> _Directions_: Give back each of the entries below word for word, and leave the pictures out of your reply.

> _Exercise material_:
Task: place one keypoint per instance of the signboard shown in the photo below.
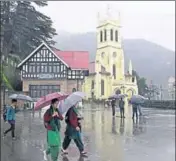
(46, 76)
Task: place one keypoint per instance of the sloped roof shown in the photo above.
(73, 59)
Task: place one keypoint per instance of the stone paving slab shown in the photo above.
(151, 138)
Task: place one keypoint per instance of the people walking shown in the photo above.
(10, 117)
(113, 104)
(135, 112)
(139, 109)
(73, 131)
(121, 106)
(52, 119)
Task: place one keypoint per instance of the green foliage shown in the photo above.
(23, 28)
(141, 82)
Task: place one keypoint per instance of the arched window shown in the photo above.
(118, 91)
(93, 84)
(116, 35)
(74, 90)
(102, 87)
(114, 71)
(105, 35)
(101, 36)
(111, 34)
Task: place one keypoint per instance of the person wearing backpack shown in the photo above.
(10, 117)
(52, 119)
(73, 131)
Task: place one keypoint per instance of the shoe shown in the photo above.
(44, 155)
(84, 154)
(4, 134)
(64, 151)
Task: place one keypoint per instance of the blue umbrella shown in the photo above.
(118, 96)
(137, 99)
(70, 101)
(21, 97)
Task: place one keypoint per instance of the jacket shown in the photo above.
(72, 121)
(10, 116)
(121, 104)
(52, 123)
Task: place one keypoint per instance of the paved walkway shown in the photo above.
(106, 139)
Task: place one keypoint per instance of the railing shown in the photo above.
(162, 104)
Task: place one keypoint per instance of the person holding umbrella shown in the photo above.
(73, 131)
(52, 119)
(113, 104)
(121, 106)
(10, 117)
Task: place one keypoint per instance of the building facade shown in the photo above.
(47, 70)
(171, 88)
(107, 73)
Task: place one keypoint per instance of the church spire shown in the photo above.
(130, 68)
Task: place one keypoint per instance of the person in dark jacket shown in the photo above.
(113, 104)
(10, 117)
(122, 109)
(52, 119)
(135, 110)
(73, 131)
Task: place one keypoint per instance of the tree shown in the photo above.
(23, 28)
(141, 82)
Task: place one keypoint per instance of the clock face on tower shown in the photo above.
(114, 54)
(102, 55)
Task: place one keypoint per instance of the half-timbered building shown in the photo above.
(48, 70)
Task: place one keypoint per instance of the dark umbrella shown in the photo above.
(21, 97)
(137, 99)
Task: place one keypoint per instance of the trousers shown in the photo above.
(12, 129)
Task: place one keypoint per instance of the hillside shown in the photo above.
(149, 59)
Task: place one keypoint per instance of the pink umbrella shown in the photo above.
(46, 100)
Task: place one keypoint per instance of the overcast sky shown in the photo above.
(153, 21)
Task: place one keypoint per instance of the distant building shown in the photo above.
(171, 88)
(48, 70)
(106, 73)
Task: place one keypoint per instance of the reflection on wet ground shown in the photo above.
(151, 138)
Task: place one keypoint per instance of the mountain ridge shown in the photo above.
(148, 58)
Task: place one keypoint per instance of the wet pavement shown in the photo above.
(151, 138)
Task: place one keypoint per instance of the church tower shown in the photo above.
(109, 45)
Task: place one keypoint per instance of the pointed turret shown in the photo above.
(130, 68)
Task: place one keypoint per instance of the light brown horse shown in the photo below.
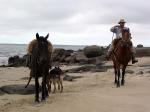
(121, 57)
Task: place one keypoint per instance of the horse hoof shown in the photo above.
(37, 100)
(118, 85)
(43, 99)
(122, 83)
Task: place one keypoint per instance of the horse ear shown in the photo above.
(37, 36)
(47, 36)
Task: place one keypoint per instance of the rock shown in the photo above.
(18, 89)
(148, 71)
(141, 52)
(71, 78)
(96, 60)
(81, 58)
(129, 71)
(60, 54)
(139, 46)
(93, 51)
(71, 59)
(1, 92)
(140, 72)
(86, 68)
(16, 61)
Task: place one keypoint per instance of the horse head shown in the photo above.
(42, 49)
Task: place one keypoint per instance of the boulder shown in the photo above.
(81, 58)
(93, 51)
(60, 54)
(16, 61)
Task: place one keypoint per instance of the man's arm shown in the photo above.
(113, 29)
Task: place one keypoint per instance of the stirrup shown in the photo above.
(134, 61)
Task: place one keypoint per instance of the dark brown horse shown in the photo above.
(39, 64)
(121, 57)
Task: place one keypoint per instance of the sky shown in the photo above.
(73, 22)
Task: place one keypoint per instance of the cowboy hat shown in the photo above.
(121, 21)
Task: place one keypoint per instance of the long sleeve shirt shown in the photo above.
(118, 31)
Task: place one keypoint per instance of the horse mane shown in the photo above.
(34, 43)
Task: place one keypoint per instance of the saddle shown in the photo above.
(116, 41)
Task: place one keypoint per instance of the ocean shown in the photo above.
(8, 50)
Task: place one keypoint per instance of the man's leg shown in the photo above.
(109, 51)
(133, 55)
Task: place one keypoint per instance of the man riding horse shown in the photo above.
(118, 30)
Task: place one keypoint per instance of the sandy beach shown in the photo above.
(94, 92)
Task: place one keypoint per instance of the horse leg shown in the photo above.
(115, 76)
(43, 87)
(61, 81)
(123, 75)
(36, 89)
(46, 88)
(54, 83)
(118, 74)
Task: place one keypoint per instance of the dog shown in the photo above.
(55, 76)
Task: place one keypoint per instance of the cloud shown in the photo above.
(69, 21)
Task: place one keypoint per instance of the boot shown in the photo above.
(133, 59)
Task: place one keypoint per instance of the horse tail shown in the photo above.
(28, 81)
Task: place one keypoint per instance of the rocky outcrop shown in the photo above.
(141, 52)
(93, 51)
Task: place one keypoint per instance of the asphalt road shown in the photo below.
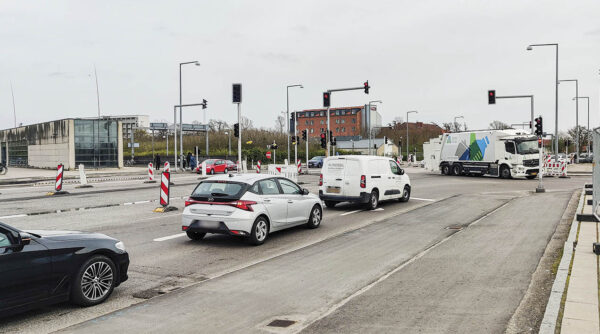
(330, 279)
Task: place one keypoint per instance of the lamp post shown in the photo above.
(455, 118)
(408, 112)
(180, 115)
(368, 114)
(576, 111)
(588, 133)
(529, 48)
(287, 119)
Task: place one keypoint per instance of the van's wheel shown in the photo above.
(260, 231)
(373, 200)
(330, 204)
(316, 214)
(446, 170)
(195, 235)
(405, 194)
(456, 169)
(505, 172)
(94, 281)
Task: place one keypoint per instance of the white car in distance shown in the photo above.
(249, 205)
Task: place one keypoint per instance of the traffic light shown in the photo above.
(491, 97)
(237, 93)
(539, 128)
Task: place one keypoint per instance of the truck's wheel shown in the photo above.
(456, 169)
(505, 172)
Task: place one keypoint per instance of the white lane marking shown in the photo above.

> _Exercise answer_:
Task: place one keypoint per instance of the signboard shown in the photo below.
(46, 76)
Task: place one keypoint per instance of the sloped roof shown in the photo above.
(73, 59)
Task: place one keypoint per instance of the stone paving slab shown in the photo above.
(151, 138)
Task: place one keypoint per instance of the people walking shown in the photo above.
(10, 117)
(113, 104)
(135, 112)
(139, 109)
(73, 131)
(121, 106)
(52, 119)
Task: place one keypoint per instance of the green foliage shown in the photo above.
(23, 28)
(141, 82)
Task: place one keypoint per instance of the arched window shown in the photo above.
(118, 91)
(93, 84)
(116, 35)
(74, 90)
(102, 87)
(114, 71)
(105, 35)
(101, 36)
(111, 34)
Task: place one keypoint per instance of the person wearing backpack shown in the photo above.
(10, 117)
(52, 119)
(73, 131)
Task: place one keypoint per instance of the shoe shown in the photo above.
(44, 155)
(84, 154)
(4, 134)
(64, 151)
Task: place one keypoint per instance of the blue umbrella shown in the photo above.
(118, 96)
(137, 99)
(70, 101)
(21, 97)
Task: place one keypoint per instance of the jacket shown in the photo above.
(72, 121)
(10, 116)
(121, 104)
(52, 123)
Task: place one keypoint per instance of the paved walkway shown in the photo above.
(106, 139)
Task: place one keypoint per instance of the railing shown in the photo above.
(162, 104)
Task: place one keypoint per instance of the person holding umbrella shown in the photo above.
(73, 131)
(52, 119)
(113, 104)
(121, 106)
(10, 117)
Task: place one keypoint per instance of the building facade shown in the photo above.
(47, 70)
(171, 88)
(107, 73)
Task: place one keypoint per instance of the church spire shown in the photo above.
(130, 68)
Task: place one keypoint per instance of the person in dark jacket shown in the photo above.
(113, 104)
(10, 117)
(122, 109)
(52, 119)
(135, 110)
(73, 131)
Task: place one keypoint per instance of the tree shown in the photo above.
(23, 28)
(141, 82)
Task: place one keypoint per instance of the clock face on tower shown in the photo above.
(114, 54)
(102, 55)
Task: place one keypoint per instance of the half-timbered building shown in the photo above.
(48, 70)
Task: place one keypoint per instance of the dark umbrella shown in the photo above.
(21, 97)
(137, 99)
Task: place one keypoint per instance of the trousers shown in the photo above.
(12, 129)
Task: place one keypoint per instance of the hillside shown in the photo above.
(149, 59)
Task: place one keypoint per instance of the pink umbrella shown in the photo above.
(46, 100)
Task: place one keypoint per instance of the overcast sky shown in the photo above.
(153, 21)
Task: place one keypoint per instance of the distant building shown in the photo above.
(171, 88)
(48, 70)
(106, 73)
Task: place one keypoint per instance of the reflection on wet ground shown in the photo above.
(151, 138)
Task: place one keypoint per instance of the mountain ridge shown in the photo above.
(148, 58)
Task: place one keypoint per instance of the wet pavement shown in the photo above.
(151, 138)
Task: place one keypoint per instance of the church tower shown in the photo above.
(109, 45)
Task: place one keypoint per instance of the pointed turret shown in the photo above.
(130, 68)
Task: place one keypoint per instance of the light brown horse shown in the photo below.
(121, 57)
Task: place one keypoint per instance of the horse hoof shown in the photo above.
(37, 100)
(118, 85)
(43, 99)
(122, 83)
Task: place one keypoint per instance of the horse ear shown in the photo above.
(37, 36)
(47, 36)
Task: place one keypoint per instance of the rock shown in the photo above.
(18, 89)
(148, 71)
(141, 52)
(71, 78)
(96, 60)
(81, 58)
(129, 71)
(60, 54)
(139, 46)
(93, 51)
(71, 59)
(1, 92)
(140, 72)
(86, 68)
(16, 61)
Task: place one keypoint per instance of the horse head shown in the photo above.
(42, 49)
Task: place one keypoint per instance of the boulder shown in the photo above.
(81, 58)
(93, 51)
(60, 54)
(16, 61)
Task: place one keypoint per instance of the man's arm shown in the photo above.
(113, 29)
Task: place one keypoint per instance of the stirrup shown in the photo above.
(134, 61)
Task: place one keypoint per instance of the dark brown horse shown in the photo above.
(39, 64)
(121, 57)
Task: place one keypoint per instance of the sky shown in the photo above.
(73, 22)
Task: place one keypoint per instance of the cowboy hat shown in the photo above.
(121, 21)
Task: place one keypoint per instance of the long sleeve shirt shown in the photo above.
(118, 31)
Task: place one keypoint per instance of the horse mane shown in the photo above.
(34, 43)
Task: place one keypoint per instance of the saddle shown in the photo above.
(116, 41)
Task: place one keypoint per instance of the ocean shown in the photo above.
(8, 50)
Task: place one keypoint per instance of the man's leg shown in the photo above.
(109, 51)
(133, 55)
Task: place one keypoint per instance of the man riding horse shown in the photo above.
(118, 30)
Task: place one keypoint per instance of the sandy beach shown in the photo above.
(94, 92)
Task: place one keypoint per instance of the horse leg shown in the photo above.
(115, 76)
(43, 87)
(61, 81)
(123, 75)
(36, 89)
(46, 88)
(54, 83)
(118, 74)
Task: place one keypoint per instance of the dog shown in the photo above.
(55, 76)
Task: place one keypoint per instance of the cloud shown in the photo above.
(69, 21)
Task: place one keypoint per instance of the boot shown in the photo above.
(133, 59)
Task: place one keypoint per instance of the horse tail shown in the photo above.
(28, 81)
Task: place one keypoint per instance of the rocky outcrop shown in the photo above.
(141, 52)
(93, 51)
Task: place one keypoint per instance of the asphalt road shown in the photo below.
(330, 279)
Task: place one keypoint per instance of the lamp post shown in the photo above.
(455, 118)
(408, 112)
(180, 115)
(368, 114)
(576, 111)
(588, 133)
(529, 48)
(287, 119)
Task: place one keypoint per instance of the van's wheel shown in the photo above.
(260, 231)
(373, 200)
(330, 204)
(316, 214)
(446, 170)
(195, 235)
(405, 194)
(456, 169)
(505, 172)
(94, 281)
Task: place one keypoint per instance of the white car in distance shown in the photo above.
(249, 205)
Task: place one keypoint per instance of the traffic light shown in the photo above.
(491, 97)
(237, 93)
(539, 128)
Task: place one keypoint per instance of the truck's wheel shown in the photo above.
(456, 169)
(505, 172)
Task: place one keypoint per instance of the white lane marking shown in the photo above.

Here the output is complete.